城データ
城名:寄貞城
別名:無し
標高:220m
比高:10m
築城年:不明
城主:不明
場所:広島県三次市西酒屋城
北緯:東経:34.782826/132.853955
攻城記
現在道路がある一部分がえぐられているが、江戸時代はどうであったのであろうか。
登って行く。
頂上。
比高は10mほど。
曲輪周辺部。
位置関係
open-hinataより【寄貞城】
余湖図【寄貞城】
当時のイメージ図(余湖図コレクションより引用)
『芸藩通志』【寄貞城】
拡大図(「寄」ではなく「奇」貞城を記載されている)
城の概要
道路によって一部削平されている。
背後(北西側)を土塁と堀切によって画しているが,やや不明瞭である。
『広島県中世城館遺跡総合調査報告書』より引用
城の歴史
酒屋の地には本城跡のほかに,砂脇城跡,寄貞城跡,末元城跡がある。
規模はいずれも本城跡よりも小さく,城主名も不明である。砂脇城跡は本城跡の南約300mの谷奥の中央部に位置し,周辺の水田から数m高く,細長く突出した地形を利用している。寄貞城跡は本城跡の南約500mの谷奥部に位置し,低丘陵の先端部を利用しており,城跡の背後に土塁と堀切がある。
末元城跡は寄貞城跡とは低丘陵を隔て,西側の末元の谷の谷奥部に位置し,周辺の水田よりもやや小高く ,長方形を呈する郭の南側に堀切があるほか,南側と西側に土塁がある。
これらの城跡は規模からみても土居屋敷あるいは屋敷城的な要素が強く,室町時代後半における社会情勢の激化,戦闘形態の変化に対応した機能をはたした城とは考え難い。酒屋の地は他氏による侵入を伝えていないことから三吉氏の所領であったとみられ, これらの諸城跡も三吉氏に関係するものとみられる。
諸城跡の築城の由来などは文献,伝承などがなく不詳であるが,少なくとも立地,形態などからみて,本城跡の築城以前にすでに存在していたとみられる。
なお, これらの諸城跡はその所在については伝えていることからすると,谷筋を水田経営の基盤とした土居屋敷あるいは屋敷城として当地の経営に当っていたほかに,見張りや伝えの城としての役割も有していたのであろう。
本城跡の築城については文献などがないため詳細は不明であるが,城跡の諸特徴からみて室町時代後半に比定されることは前述したとおりである。ところで江田氏が滅んだ天文22(1553)年以後においては,酒屋及びその周辺において寵城が可能な城が築かれた様子はなく,三吉氏の所領が旧江田氏の所領を併せて東方に拡大され,弘治3(1557)年の連署起請文案(毛利家文書225号)や,元亀4(1573)年の三吉隆亮,広高父子が毛利輝元に提出した起請文(毛利家文書328号)にみられるように,三吉氏は毛利氏に従うことによって周辺諸氏との関係も安定したことが窺われ,天文22(1553)年以後に酒屋の地に新たに城を築く理由は見い出せない。

★ ★ ★ ★ ★ ★ ★

* _目標_:
上の寄貞城の文章のうち、「背後(北西側)を土塁と堀切によって画しているが,やや不明瞭である。」から「でに存在していたとみられる。」までを、両端も含めてそのまま打ち直してください。

★ ★ ★ ★ ★ ★ ★

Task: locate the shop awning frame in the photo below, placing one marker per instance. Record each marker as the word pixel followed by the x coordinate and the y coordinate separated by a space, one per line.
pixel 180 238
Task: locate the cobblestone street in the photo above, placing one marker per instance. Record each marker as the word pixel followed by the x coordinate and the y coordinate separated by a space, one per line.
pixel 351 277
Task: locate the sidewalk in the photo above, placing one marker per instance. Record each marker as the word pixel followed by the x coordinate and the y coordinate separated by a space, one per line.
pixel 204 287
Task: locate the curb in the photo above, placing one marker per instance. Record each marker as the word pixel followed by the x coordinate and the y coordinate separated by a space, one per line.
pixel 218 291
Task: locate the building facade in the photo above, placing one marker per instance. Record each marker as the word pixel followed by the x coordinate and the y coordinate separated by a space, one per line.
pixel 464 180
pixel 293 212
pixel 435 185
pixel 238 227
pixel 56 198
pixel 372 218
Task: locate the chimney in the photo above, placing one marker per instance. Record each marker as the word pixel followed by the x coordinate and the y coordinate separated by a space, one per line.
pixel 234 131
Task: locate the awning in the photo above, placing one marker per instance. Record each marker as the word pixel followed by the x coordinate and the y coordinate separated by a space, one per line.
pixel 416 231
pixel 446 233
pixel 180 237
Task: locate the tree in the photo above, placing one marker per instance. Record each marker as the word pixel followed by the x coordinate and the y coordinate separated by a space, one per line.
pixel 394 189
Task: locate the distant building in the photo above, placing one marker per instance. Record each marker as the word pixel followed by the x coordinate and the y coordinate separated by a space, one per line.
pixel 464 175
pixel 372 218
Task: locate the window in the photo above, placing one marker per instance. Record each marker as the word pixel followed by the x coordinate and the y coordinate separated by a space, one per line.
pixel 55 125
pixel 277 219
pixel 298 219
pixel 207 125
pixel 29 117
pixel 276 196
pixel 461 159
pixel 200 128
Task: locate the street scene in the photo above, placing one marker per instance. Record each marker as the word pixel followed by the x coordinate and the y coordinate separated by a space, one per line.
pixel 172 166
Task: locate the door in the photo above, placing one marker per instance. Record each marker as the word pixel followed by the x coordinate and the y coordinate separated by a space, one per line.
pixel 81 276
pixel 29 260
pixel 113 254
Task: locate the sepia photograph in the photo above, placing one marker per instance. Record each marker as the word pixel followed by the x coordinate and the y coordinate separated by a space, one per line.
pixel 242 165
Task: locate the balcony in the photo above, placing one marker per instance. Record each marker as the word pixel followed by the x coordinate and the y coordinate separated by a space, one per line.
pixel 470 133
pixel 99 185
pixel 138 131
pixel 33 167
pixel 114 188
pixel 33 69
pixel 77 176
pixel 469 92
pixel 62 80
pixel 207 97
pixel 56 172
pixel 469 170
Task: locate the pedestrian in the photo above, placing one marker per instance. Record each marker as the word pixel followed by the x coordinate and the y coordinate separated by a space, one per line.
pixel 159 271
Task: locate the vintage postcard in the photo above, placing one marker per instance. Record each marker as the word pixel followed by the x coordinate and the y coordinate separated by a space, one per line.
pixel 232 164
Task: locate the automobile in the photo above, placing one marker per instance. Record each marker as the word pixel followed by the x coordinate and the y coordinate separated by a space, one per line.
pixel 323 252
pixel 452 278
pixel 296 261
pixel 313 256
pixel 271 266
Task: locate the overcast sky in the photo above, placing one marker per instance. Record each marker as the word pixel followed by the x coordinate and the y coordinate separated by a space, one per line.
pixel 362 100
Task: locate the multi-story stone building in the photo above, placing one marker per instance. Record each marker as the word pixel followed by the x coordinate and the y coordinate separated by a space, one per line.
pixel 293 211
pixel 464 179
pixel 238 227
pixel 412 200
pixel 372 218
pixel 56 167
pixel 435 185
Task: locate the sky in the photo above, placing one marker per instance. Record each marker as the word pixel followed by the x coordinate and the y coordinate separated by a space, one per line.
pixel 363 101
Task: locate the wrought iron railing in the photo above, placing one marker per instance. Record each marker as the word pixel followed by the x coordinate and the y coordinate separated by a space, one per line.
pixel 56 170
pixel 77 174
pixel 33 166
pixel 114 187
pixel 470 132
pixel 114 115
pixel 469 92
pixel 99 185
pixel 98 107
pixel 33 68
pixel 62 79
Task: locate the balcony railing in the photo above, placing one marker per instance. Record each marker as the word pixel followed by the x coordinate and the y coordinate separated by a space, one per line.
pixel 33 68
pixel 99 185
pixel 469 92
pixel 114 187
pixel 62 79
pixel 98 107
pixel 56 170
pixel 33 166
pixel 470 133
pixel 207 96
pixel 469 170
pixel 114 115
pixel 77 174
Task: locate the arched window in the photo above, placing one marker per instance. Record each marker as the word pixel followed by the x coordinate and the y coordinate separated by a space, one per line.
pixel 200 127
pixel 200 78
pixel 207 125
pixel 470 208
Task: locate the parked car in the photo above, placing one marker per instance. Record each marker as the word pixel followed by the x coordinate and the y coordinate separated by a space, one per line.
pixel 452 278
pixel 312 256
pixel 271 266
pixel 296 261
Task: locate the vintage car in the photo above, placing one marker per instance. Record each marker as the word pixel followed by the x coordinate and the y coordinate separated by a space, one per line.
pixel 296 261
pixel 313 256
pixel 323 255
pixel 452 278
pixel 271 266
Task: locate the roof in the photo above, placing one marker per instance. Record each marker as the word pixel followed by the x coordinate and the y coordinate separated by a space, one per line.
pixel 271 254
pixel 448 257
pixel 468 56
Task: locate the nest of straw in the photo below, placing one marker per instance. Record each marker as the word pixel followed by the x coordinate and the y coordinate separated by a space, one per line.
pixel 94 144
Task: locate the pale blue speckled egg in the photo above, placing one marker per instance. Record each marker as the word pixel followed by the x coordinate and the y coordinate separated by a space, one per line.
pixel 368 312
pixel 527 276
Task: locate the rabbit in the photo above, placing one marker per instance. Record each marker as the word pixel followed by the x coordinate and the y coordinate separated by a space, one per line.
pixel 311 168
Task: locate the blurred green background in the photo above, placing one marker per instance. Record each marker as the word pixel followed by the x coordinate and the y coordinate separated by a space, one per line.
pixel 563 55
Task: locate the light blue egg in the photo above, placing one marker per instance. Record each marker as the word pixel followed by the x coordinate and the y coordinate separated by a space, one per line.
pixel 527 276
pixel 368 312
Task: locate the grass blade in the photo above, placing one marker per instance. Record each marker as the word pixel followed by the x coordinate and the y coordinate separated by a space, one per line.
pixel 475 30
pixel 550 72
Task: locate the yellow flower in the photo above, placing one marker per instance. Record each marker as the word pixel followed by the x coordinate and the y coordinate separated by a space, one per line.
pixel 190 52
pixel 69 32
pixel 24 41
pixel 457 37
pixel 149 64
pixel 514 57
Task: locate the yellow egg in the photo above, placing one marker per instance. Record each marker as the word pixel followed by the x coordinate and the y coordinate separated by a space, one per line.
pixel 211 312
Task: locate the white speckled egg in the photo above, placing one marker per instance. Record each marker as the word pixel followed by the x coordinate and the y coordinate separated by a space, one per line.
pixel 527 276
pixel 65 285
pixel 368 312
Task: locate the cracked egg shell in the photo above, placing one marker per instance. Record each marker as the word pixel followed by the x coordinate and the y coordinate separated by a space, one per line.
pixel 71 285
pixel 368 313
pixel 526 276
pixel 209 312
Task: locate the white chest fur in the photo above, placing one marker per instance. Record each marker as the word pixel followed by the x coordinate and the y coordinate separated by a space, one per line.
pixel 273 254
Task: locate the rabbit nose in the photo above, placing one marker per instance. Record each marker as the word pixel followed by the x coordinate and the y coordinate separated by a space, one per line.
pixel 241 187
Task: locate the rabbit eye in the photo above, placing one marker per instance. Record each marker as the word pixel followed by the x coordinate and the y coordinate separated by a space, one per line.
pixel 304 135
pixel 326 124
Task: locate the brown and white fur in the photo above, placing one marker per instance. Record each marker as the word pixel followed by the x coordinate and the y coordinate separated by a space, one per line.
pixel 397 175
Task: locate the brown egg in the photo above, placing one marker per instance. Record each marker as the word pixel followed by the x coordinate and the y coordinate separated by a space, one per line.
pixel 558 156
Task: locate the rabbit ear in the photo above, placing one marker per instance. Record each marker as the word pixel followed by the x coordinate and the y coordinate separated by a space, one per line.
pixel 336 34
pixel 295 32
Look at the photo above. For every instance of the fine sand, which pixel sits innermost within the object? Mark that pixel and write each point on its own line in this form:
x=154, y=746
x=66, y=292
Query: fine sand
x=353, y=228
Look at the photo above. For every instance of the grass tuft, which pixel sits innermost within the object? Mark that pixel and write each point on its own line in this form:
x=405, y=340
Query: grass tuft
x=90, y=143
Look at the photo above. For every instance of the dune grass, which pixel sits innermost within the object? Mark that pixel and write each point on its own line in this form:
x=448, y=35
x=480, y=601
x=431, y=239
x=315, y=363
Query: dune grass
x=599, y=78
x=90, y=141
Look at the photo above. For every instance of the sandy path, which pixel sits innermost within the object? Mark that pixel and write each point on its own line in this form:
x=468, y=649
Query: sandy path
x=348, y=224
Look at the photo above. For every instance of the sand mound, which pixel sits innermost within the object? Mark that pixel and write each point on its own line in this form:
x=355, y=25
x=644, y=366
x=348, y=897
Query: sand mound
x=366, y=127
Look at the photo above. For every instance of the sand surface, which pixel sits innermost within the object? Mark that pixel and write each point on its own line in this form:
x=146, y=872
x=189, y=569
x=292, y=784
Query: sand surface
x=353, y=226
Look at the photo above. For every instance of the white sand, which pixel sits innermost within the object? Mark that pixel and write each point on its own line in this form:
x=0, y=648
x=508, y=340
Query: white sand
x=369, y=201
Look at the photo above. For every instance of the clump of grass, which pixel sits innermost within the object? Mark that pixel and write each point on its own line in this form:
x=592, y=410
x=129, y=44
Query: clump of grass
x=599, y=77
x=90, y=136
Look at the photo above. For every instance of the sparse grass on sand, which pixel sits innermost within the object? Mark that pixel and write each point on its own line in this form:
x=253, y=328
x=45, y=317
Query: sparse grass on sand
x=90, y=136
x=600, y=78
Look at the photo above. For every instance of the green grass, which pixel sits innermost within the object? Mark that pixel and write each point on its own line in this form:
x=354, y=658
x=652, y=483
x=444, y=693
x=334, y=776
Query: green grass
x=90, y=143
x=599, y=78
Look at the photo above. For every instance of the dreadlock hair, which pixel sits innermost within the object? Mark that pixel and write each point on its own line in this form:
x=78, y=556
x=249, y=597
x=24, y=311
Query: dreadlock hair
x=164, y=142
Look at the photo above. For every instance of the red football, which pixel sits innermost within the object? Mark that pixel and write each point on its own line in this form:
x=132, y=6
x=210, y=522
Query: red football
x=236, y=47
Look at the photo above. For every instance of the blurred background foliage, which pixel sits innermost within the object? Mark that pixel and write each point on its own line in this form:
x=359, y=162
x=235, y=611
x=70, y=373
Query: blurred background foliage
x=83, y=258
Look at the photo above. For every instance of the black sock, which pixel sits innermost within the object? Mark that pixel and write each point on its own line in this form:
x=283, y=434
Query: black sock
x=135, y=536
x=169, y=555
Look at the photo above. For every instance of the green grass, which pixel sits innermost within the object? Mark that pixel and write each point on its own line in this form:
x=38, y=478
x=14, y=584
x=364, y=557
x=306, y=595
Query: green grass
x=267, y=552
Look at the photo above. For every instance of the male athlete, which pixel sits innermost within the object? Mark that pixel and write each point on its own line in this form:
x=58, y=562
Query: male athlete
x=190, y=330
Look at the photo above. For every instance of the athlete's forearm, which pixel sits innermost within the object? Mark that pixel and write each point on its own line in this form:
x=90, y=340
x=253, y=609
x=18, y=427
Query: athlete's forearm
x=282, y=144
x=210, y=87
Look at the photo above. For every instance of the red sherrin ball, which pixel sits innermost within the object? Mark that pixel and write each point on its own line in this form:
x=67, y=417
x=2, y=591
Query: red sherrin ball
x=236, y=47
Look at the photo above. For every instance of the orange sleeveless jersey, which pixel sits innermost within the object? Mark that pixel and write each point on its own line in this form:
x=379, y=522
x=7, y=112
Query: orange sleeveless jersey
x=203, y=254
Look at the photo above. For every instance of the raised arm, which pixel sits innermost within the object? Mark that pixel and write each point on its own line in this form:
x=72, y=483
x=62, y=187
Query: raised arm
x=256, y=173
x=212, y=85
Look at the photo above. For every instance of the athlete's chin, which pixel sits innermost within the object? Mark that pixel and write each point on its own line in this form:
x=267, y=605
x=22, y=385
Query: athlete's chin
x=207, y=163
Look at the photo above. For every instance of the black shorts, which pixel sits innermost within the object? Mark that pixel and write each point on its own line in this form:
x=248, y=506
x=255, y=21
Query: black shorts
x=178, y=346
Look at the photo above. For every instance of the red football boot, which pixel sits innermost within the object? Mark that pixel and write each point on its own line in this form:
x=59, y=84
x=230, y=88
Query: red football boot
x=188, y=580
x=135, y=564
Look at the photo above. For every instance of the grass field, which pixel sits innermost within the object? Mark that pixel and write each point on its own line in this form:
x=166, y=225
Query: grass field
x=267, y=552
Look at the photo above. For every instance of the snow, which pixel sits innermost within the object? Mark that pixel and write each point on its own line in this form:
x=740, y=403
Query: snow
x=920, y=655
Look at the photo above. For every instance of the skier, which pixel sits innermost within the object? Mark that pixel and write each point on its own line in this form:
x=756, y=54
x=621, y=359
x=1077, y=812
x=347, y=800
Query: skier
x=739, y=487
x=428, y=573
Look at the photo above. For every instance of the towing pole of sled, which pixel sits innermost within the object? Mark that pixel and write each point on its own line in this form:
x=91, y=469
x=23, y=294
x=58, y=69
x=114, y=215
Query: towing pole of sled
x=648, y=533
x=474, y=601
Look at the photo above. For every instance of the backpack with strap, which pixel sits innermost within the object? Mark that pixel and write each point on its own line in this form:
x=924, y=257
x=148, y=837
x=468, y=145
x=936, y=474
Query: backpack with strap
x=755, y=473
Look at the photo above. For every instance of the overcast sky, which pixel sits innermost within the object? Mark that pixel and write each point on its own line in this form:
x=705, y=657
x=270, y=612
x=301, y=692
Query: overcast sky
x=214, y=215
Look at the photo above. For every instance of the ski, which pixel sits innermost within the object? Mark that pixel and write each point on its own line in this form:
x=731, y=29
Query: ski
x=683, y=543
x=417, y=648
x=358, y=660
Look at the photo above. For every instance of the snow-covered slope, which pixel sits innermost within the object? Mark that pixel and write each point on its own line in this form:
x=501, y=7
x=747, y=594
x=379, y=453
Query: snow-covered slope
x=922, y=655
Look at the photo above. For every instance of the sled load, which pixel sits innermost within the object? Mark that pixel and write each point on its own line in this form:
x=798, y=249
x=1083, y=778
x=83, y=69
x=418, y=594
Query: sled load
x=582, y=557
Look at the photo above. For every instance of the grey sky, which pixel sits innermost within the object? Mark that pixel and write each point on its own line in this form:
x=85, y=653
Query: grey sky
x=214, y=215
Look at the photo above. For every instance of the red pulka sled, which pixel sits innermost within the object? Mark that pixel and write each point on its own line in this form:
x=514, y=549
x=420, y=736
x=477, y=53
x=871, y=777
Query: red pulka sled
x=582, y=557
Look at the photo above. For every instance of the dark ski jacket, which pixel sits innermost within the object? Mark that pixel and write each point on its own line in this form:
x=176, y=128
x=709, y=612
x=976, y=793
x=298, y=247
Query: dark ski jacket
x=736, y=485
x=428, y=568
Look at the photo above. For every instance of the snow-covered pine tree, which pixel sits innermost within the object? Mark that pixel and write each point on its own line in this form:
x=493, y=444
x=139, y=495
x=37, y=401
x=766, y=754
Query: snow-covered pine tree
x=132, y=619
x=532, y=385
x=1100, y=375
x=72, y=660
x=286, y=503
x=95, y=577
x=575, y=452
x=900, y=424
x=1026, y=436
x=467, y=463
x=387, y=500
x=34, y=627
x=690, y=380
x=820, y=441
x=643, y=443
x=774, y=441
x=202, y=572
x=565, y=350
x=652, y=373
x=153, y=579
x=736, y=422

★ ★ ★ ★ ★ ★ ★

* _演習の解答_:
背後(北西側)を土塁と堀切によって画しているが,やや不明瞭である。
『広島県中世城館遺跡総合調査報告書』より引用
城の歴史
酒屋の地には本城跡のほかに,砂脇城跡,寄貞城跡,末元城跡がある。
規模はいずれも本城跡よりも小さく,城主名も不明である。砂脇城跡は本城跡の南約300mの谷奥の中央部に位置し,周辺の水田から数m高く,細長く突出した地形を利用している。寄貞城跡は本城跡の南約500mの谷奥部に位置し,低丘陵の先端部を利用しており,城跡の背後に土塁と堀切がある。
末元城跡は寄貞城跡とは低丘陵を隔て,西側の末元の谷の谷奥部に位置し,周辺の水田よりもやや小高く ,長方形を呈する郭の南側に堀切があるほか,南側と西側に土塁がある。
これらの城跡は規模からみても土居屋敷あるいは屋敷城的な要素が強く,室町時代後半における社会情勢の激化,戦闘形態の変化に対応した機能をはたした城とは考え難い。酒屋の地は他氏による侵入を伝えていないことから三吉氏の所領であったとみられ, これらの諸城跡も三吉氏に関係するものとみられる。
諸城跡の築城の由来などは文献,伝承などがなく不詳であるが,少なくとも立地,形態などからみて,本城跡の築城以前にすでに存在していたとみられる。